BEGIN

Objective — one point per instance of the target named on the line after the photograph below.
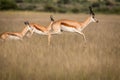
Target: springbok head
(92, 15)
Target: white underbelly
(40, 32)
(14, 37)
(65, 28)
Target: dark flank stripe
(65, 24)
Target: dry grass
(67, 58)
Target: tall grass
(68, 57)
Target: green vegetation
(67, 58)
(62, 6)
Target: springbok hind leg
(49, 38)
(82, 35)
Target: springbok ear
(91, 11)
(26, 23)
(51, 17)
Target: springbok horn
(51, 17)
(91, 11)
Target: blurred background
(68, 57)
(62, 6)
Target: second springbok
(73, 26)
(15, 35)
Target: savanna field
(68, 57)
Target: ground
(68, 57)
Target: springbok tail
(26, 23)
(51, 18)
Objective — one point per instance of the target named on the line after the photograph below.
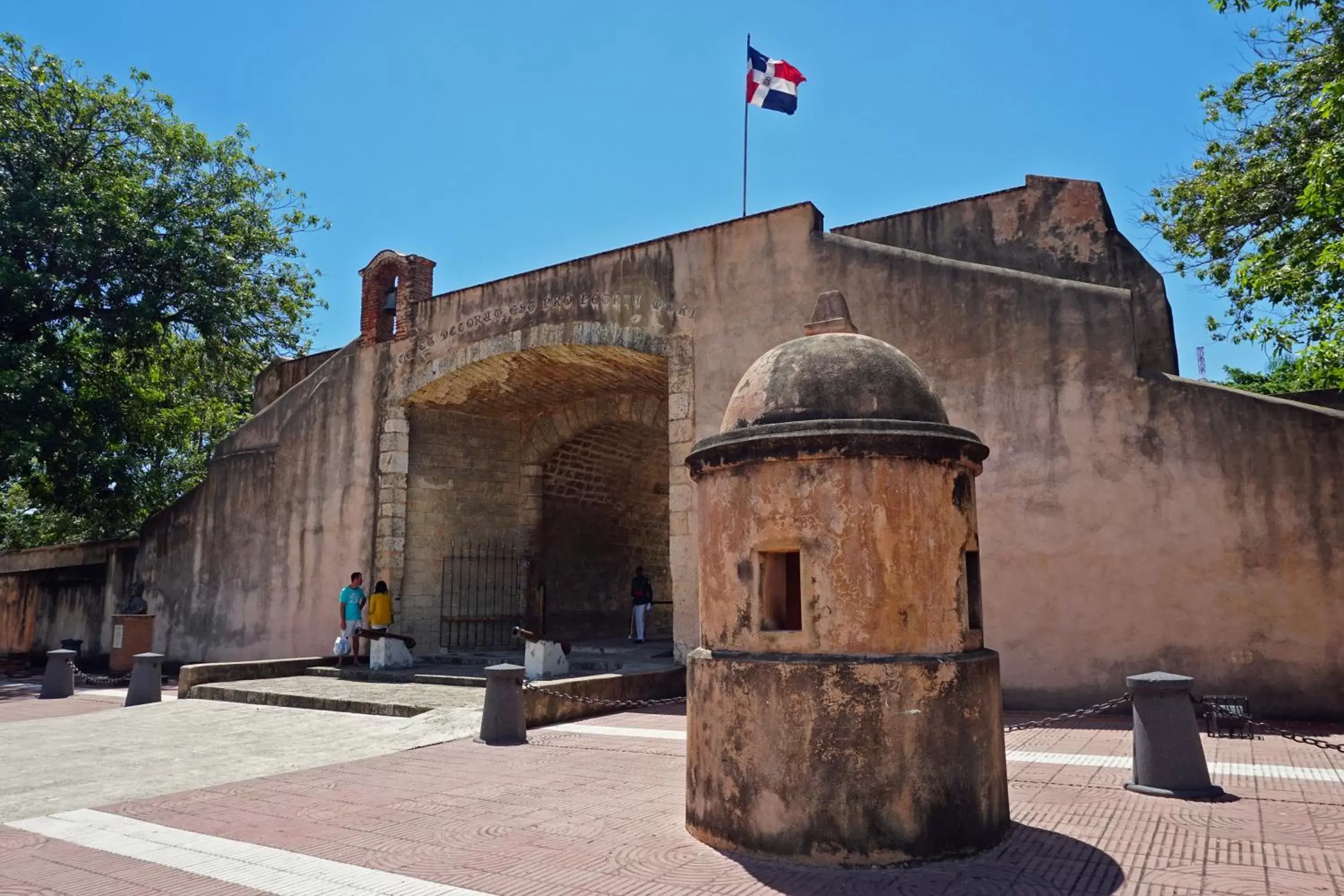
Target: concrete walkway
(78, 761)
(600, 810)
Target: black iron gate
(484, 594)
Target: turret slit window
(781, 591)
(972, 573)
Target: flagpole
(745, 108)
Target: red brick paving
(22, 704)
(586, 814)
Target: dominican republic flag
(772, 84)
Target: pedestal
(147, 680)
(503, 719)
(389, 653)
(1168, 755)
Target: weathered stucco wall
(1128, 519)
(283, 375)
(64, 591)
(1050, 226)
(249, 564)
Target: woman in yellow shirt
(379, 607)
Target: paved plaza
(596, 808)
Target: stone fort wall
(1129, 519)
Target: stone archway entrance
(604, 513)
(561, 452)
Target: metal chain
(1265, 726)
(1069, 716)
(97, 680)
(599, 702)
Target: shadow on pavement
(1031, 860)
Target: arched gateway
(537, 481)
(529, 453)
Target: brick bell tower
(393, 284)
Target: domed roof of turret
(832, 377)
(834, 392)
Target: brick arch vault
(557, 456)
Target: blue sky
(502, 138)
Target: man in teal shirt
(351, 614)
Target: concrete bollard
(147, 680)
(1168, 757)
(503, 722)
(60, 677)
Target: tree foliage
(1261, 214)
(147, 275)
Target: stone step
(400, 676)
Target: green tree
(1260, 214)
(147, 275)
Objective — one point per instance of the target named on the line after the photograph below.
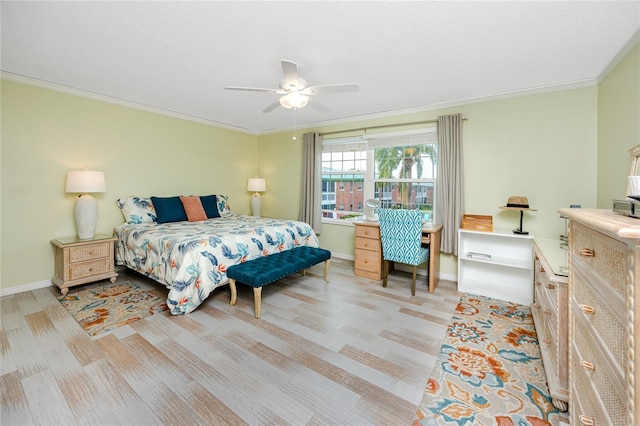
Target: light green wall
(46, 133)
(618, 127)
(560, 148)
(540, 146)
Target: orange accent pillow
(193, 208)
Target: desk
(368, 251)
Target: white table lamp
(84, 182)
(256, 185)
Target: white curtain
(311, 183)
(450, 190)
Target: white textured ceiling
(406, 56)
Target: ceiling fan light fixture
(294, 100)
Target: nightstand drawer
(89, 252)
(83, 261)
(372, 232)
(368, 244)
(88, 269)
(368, 260)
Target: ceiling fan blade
(271, 107)
(255, 89)
(313, 104)
(331, 88)
(291, 75)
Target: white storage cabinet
(506, 273)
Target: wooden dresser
(368, 251)
(604, 265)
(550, 315)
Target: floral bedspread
(191, 258)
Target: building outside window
(400, 170)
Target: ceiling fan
(295, 91)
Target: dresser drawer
(89, 252)
(367, 260)
(598, 378)
(586, 407)
(372, 232)
(605, 321)
(603, 255)
(368, 244)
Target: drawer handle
(587, 309)
(585, 252)
(587, 365)
(587, 421)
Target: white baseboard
(421, 271)
(47, 283)
(24, 287)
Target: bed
(191, 257)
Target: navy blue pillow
(169, 209)
(210, 204)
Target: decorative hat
(517, 203)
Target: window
(400, 170)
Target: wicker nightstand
(83, 261)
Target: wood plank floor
(347, 352)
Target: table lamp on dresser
(86, 210)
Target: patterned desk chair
(401, 235)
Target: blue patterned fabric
(191, 258)
(401, 234)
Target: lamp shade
(85, 181)
(294, 100)
(257, 185)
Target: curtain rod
(382, 126)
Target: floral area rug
(112, 305)
(489, 370)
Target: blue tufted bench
(264, 270)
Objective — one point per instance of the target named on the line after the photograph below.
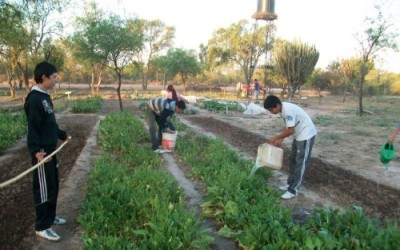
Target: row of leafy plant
(248, 210)
(87, 105)
(13, 126)
(131, 202)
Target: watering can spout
(387, 152)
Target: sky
(330, 26)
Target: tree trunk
(99, 82)
(25, 76)
(92, 82)
(319, 96)
(119, 74)
(11, 87)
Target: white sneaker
(288, 195)
(49, 234)
(59, 221)
(284, 187)
(160, 151)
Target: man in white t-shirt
(299, 124)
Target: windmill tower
(266, 12)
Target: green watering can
(387, 152)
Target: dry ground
(340, 175)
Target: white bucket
(269, 156)
(169, 140)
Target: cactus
(296, 61)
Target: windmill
(266, 12)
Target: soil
(326, 183)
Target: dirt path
(325, 185)
(17, 210)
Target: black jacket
(43, 131)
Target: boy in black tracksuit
(43, 135)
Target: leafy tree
(377, 36)
(350, 68)
(156, 37)
(241, 44)
(296, 61)
(319, 79)
(179, 62)
(12, 42)
(110, 41)
(39, 27)
(84, 44)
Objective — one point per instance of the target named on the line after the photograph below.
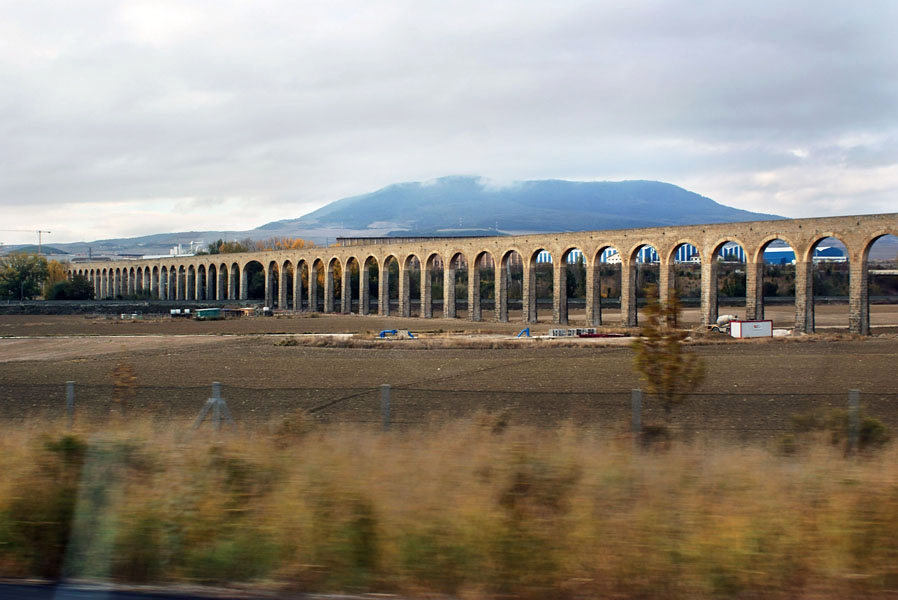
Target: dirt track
(751, 386)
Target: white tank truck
(723, 323)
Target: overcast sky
(129, 118)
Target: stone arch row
(203, 278)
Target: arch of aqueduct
(223, 276)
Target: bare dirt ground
(752, 386)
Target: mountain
(33, 249)
(448, 204)
(465, 206)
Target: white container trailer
(743, 329)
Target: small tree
(660, 356)
(22, 275)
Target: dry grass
(473, 509)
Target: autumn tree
(56, 273)
(661, 356)
(282, 243)
(22, 275)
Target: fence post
(636, 404)
(854, 416)
(69, 403)
(385, 406)
(218, 407)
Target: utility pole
(39, 232)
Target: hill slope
(452, 203)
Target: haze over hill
(472, 206)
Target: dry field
(752, 388)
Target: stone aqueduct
(223, 276)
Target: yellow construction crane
(39, 233)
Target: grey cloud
(294, 104)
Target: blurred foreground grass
(459, 510)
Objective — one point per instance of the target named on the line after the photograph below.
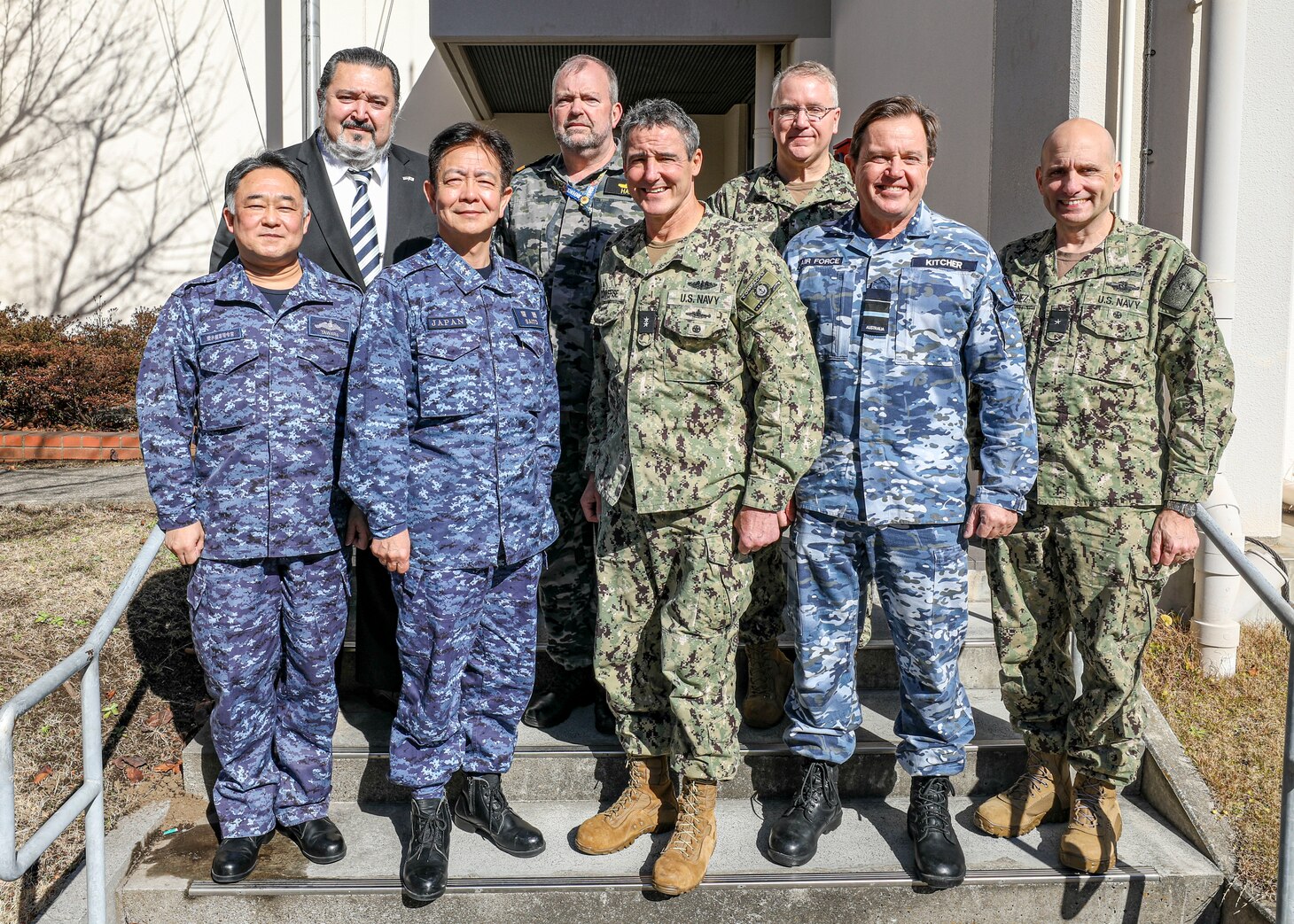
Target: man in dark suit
(369, 211)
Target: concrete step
(573, 761)
(877, 665)
(863, 871)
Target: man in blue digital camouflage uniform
(452, 437)
(249, 364)
(908, 308)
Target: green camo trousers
(672, 587)
(1087, 570)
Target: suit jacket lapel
(326, 218)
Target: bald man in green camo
(802, 187)
(1119, 323)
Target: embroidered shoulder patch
(528, 317)
(329, 328)
(1183, 286)
(760, 291)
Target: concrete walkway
(56, 485)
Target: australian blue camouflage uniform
(1127, 331)
(259, 392)
(452, 434)
(760, 201)
(900, 328)
(704, 400)
(557, 229)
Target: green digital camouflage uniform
(705, 399)
(760, 201)
(560, 239)
(1127, 330)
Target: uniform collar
(466, 277)
(233, 285)
(632, 247)
(556, 168)
(835, 185)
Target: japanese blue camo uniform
(900, 328)
(259, 392)
(452, 432)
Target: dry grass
(57, 571)
(1235, 732)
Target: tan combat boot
(646, 805)
(767, 682)
(1095, 826)
(1042, 794)
(682, 865)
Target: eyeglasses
(812, 113)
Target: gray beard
(356, 157)
(584, 143)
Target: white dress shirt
(343, 190)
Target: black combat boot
(318, 839)
(939, 861)
(236, 857)
(481, 806)
(793, 837)
(426, 866)
(563, 691)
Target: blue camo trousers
(920, 573)
(267, 633)
(466, 641)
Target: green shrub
(70, 374)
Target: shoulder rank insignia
(1183, 286)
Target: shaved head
(1077, 176)
(1078, 132)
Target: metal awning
(503, 55)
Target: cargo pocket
(449, 373)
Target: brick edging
(26, 446)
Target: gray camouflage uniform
(560, 239)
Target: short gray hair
(656, 114)
(812, 70)
(365, 58)
(577, 62)
(272, 159)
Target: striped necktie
(363, 229)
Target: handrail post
(92, 758)
(1285, 859)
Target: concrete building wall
(941, 55)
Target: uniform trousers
(673, 587)
(920, 573)
(1085, 570)
(267, 633)
(466, 641)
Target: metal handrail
(89, 796)
(1280, 606)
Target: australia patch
(615, 185)
(220, 337)
(1183, 286)
(329, 328)
(821, 261)
(945, 263)
(444, 322)
(528, 317)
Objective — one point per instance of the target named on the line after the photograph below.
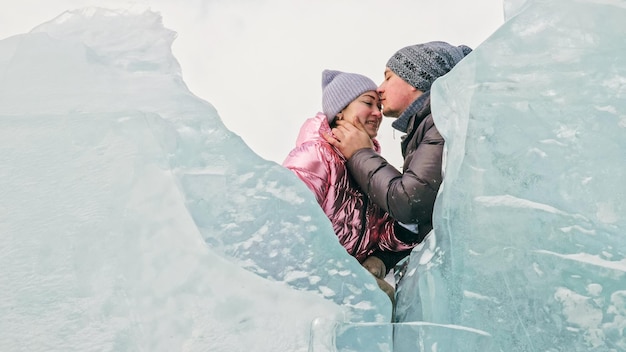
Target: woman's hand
(348, 137)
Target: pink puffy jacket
(361, 226)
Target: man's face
(396, 94)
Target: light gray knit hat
(341, 88)
(421, 64)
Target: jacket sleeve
(408, 197)
(310, 162)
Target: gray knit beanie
(341, 88)
(421, 64)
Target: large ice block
(530, 233)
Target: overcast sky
(259, 62)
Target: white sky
(259, 62)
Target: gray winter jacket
(408, 196)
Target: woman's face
(365, 109)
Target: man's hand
(375, 266)
(349, 138)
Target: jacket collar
(402, 122)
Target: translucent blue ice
(131, 219)
(530, 226)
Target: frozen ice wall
(132, 219)
(530, 238)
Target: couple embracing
(377, 212)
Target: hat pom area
(328, 76)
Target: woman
(362, 227)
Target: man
(408, 196)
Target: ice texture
(530, 228)
(131, 219)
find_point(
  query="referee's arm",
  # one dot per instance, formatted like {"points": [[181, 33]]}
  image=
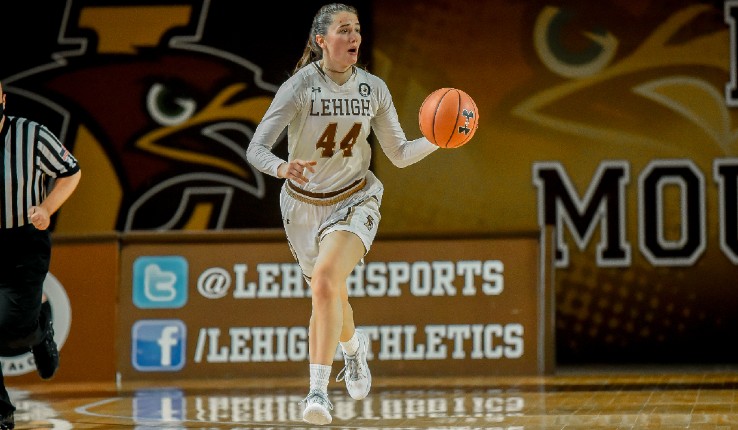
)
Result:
{"points": [[64, 186]]}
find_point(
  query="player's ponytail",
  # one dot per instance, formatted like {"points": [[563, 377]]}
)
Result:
{"points": [[321, 22]]}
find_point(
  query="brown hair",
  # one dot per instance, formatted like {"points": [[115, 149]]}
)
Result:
{"points": [[321, 22]]}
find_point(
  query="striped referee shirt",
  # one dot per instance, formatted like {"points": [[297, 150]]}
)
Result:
{"points": [[31, 156]]}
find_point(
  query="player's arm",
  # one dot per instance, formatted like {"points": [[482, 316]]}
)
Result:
{"points": [[277, 117], [391, 136], [63, 188]]}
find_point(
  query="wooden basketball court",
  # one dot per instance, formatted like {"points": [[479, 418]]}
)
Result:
{"points": [[654, 398]]}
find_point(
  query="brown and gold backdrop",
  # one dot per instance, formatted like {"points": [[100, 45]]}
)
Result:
{"points": [[612, 120]]}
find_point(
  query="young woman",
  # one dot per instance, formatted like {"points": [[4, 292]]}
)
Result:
{"points": [[330, 200]]}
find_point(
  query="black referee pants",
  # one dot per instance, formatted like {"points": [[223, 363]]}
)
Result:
{"points": [[25, 253]]}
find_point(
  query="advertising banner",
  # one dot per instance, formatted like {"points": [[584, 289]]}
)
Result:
{"points": [[207, 308]]}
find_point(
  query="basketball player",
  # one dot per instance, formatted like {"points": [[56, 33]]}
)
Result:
{"points": [[330, 200], [32, 156]]}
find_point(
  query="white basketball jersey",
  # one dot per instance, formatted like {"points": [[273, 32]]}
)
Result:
{"points": [[330, 124]]}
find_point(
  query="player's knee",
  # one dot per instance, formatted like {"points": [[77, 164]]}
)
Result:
{"points": [[323, 288]]}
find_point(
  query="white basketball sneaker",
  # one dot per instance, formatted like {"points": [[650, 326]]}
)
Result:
{"points": [[317, 408], [356, 372]]}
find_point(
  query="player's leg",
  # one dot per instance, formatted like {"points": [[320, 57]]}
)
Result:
{"points": [[339, 253]]}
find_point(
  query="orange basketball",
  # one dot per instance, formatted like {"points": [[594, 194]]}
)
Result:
{"points": [[448, 117]]}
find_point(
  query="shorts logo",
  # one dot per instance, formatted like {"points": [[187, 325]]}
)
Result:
{"points": [[158, 345], [369, 224], [160, 282]]}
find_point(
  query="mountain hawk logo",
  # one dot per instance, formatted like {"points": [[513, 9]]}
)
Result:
{"points": [[159, 122]]}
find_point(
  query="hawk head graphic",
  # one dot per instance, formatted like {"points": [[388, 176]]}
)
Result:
{"points": [[159, 122]]}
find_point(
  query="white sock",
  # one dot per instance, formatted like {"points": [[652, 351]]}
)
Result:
{"points": [[352, 345], [319, 376]]}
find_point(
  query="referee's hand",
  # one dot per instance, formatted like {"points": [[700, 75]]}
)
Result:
{"points": [[39, 217]]}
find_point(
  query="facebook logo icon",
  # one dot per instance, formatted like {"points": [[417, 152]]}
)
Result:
{"points": [[160, 282], [158, 345]]}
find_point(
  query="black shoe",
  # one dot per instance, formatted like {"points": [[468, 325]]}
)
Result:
{"points": [[46, 354], [7, 422]]}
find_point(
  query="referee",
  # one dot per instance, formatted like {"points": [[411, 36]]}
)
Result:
{"points": [[32, 157]]}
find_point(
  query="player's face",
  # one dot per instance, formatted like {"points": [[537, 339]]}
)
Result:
{"points": [[341, 42]]}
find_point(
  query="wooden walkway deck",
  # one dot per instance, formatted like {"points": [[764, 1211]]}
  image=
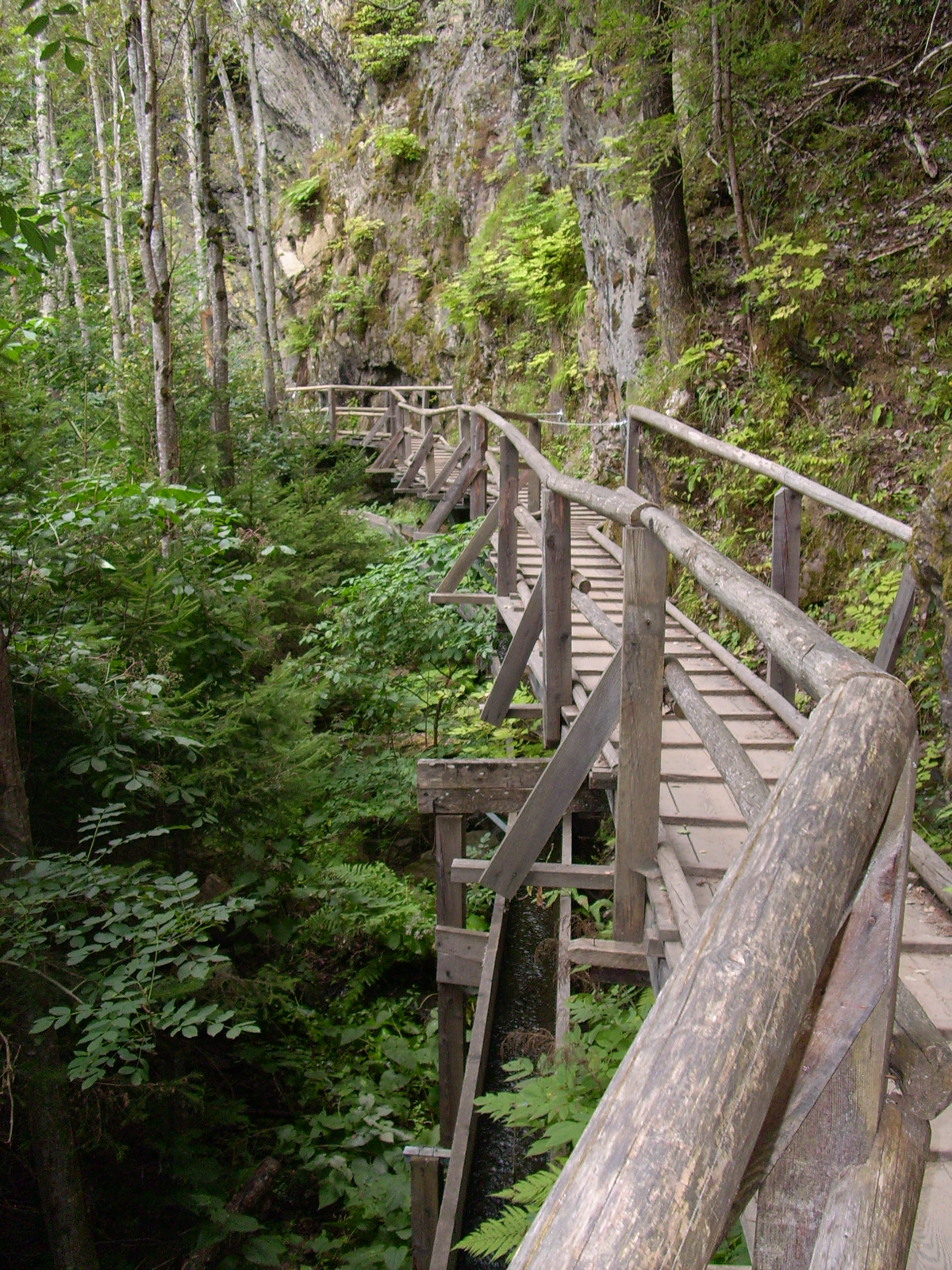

END

§ **Prompt**:
Provide the count of lines in the records above that hold the word "player", with no other text.

§ **Response**:
6